[Ziel der Aufgabe]
Tausche in allen folgenden Einträgen „misty haze“ gegen „dense fog“ und gib die Zeilen sonst unverändert wieder. Die Bilder gehören nicht in die Ausgabe.

Annotationsdaten zur Objektlokalisierung
□ □ □ □

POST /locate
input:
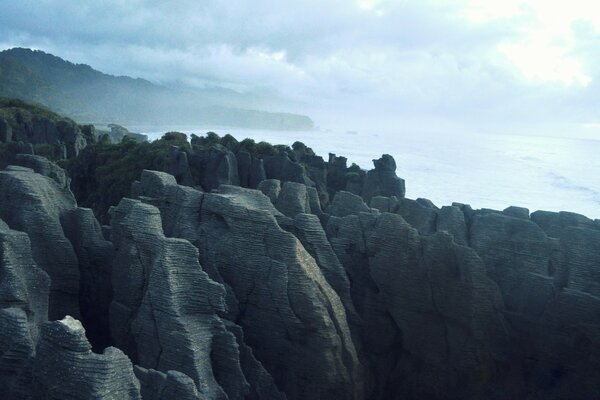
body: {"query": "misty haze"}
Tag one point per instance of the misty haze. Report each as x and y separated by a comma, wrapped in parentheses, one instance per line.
(341, 199)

□ □ □ □

[Ausgabe]
POST /locate
input:
body: {"query": "dense fog"}
Tag one point per instance of the dense fog. Report each as x and y separated by a comma, wrapped in parentheses, one instance per line.
(341, 199)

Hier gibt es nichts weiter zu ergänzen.